# Request
Update the listing below by replacing "Teacher note" with "Instructor note" throughout, keeping every other word the same.

....................

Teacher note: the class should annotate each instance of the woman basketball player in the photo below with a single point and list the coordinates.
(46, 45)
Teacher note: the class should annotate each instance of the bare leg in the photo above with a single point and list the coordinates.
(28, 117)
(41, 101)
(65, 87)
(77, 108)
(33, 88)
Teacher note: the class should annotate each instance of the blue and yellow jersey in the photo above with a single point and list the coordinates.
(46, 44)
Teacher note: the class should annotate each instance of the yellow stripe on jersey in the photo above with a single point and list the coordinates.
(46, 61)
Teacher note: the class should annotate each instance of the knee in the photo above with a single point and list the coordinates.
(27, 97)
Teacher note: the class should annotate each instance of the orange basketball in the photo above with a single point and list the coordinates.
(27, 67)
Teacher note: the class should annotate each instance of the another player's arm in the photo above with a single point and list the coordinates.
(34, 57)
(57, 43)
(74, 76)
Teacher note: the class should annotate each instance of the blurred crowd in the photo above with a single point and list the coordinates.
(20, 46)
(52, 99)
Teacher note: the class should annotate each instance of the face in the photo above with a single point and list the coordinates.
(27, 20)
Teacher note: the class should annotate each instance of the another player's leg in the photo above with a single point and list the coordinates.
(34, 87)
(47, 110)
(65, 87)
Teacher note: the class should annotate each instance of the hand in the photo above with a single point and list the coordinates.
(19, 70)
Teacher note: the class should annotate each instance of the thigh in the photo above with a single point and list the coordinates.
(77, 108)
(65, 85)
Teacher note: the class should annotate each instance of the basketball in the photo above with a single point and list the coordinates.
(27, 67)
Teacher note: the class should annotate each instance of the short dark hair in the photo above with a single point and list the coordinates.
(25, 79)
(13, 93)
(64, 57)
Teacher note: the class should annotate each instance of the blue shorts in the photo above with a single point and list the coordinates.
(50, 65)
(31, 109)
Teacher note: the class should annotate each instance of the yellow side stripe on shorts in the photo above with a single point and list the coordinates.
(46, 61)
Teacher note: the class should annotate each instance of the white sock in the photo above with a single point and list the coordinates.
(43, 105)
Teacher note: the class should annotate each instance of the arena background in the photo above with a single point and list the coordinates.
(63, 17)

....................

# Full output
Instructor note: the class should annotate each instance of the woman basketball player in the photo below with a single point and list the coordinates.
(46, 45)
Instructor note: the class should annotate each instance of the bare leg in the photo above with a single point and list the coordinates.
(28, 117)
(41, 101)
(65, 87)
(77, 108)
(33, 88)
Instructor note: the class should annotate each instance of the blue and yellow jersey in the photo above with a single point and list the coordinates.
(46, 44)
Instructor note: the class should annotate each instance of the yellow stripe on jersey in the photo above with a single point and list the coordinates.
(46, 61)
Instructor note: the class should annotate each instance of the knee in the photo above with a single point and list the coordinates.
(27, 97)
Instructor note: the class should annotate each instance of the orange basketball in the photo above with a single point and list the coordinates.
(27, 67)
Instructor note: the class should annotate each instance of the another player's arm in the photo above with a single point and list the coordinates.
(34, 57)
(57, 43)
(74, 76)
Instructor note: the class should annotate each instance of the blurred crowd in the photo above with a single point and list the coordinates.
(20, 46)
(52, 99)
Instructor note: the class should annotate each instance of the face in the photo above with a single point and list the coordinates.
(27, 20)
Instructor note: the class should annotate each instance of the another player's leg in the photo above with a single point and list the coordinates.
(34, 87)
(47, 110)
(65, 87)
Instructor note: the class should annotate each instance of the hand in the photo above with a single point and list the coordinates.
(19, 70)
Instructor note: the class should annotate each instance of the thigh in the photo above with a single point and list the coordinates.
(77, 108)
(65, 85)
Instructor note: the class should annotate each instance of the basketball in the photo above with a single point and list the coordinates.
(27, 67)
Instructor note: the class should annotate each instance of the short dark hair in the photo above with a single point and list the coordinates.
(25, 79)
(13, 93)
(64, 57)
Instructor note: the class should annotate each instance of the blue shorts in the photo above with a single point and list the coordinates.
(50, 65)
(31, 109)
Instructor note: the class should annotate each instance of the yellow side stripe on shorts in the photo above with a single point and list the coordinates.
(46, 61)
Instructor note: the class should annotate each instance of the white sock in the photo above with a single point and list the coordinates.
(43, 105)
Instructor note: the class should annotate each instance of the arena background in the photo above with a single point and list the coordinates.
(63, 17)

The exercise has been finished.